▶ [Work item]: Please print the data that follows, keeping every line exact.

▶ [Data for this task]:
============================================================
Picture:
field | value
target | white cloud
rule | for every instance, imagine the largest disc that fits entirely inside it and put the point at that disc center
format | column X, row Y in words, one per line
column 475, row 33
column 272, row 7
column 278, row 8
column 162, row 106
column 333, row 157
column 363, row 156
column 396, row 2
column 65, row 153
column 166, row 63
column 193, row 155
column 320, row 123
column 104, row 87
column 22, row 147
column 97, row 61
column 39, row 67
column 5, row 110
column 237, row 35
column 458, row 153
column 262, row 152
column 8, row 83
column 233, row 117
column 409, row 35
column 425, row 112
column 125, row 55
============================================================
▶ [Completed exercise]:
Picture:
field | value
target | white cloud
rule | for every instance, imagine the largest disc that fits entirely inside it and put the point at that disc center
format | column X, row Y in words, one per line
column 475, row 33
column 272, row 7
column 278, row 8
column 162, row 106
column 333, row 157
column 363, row 156
column 396, row 2
column 65, row 153
column 166, row 63
column 193, row 155
column 320, row 123
column 104, row 87
column 22, row 147
column 97, row 61
column 39, row 67
column 5, row 110
column 237, row 35
column 458, row 153
column 262, row 152
column 8, row 83
column 233, row 117
column 409, row 35
column 425, row 112
column 125, row 55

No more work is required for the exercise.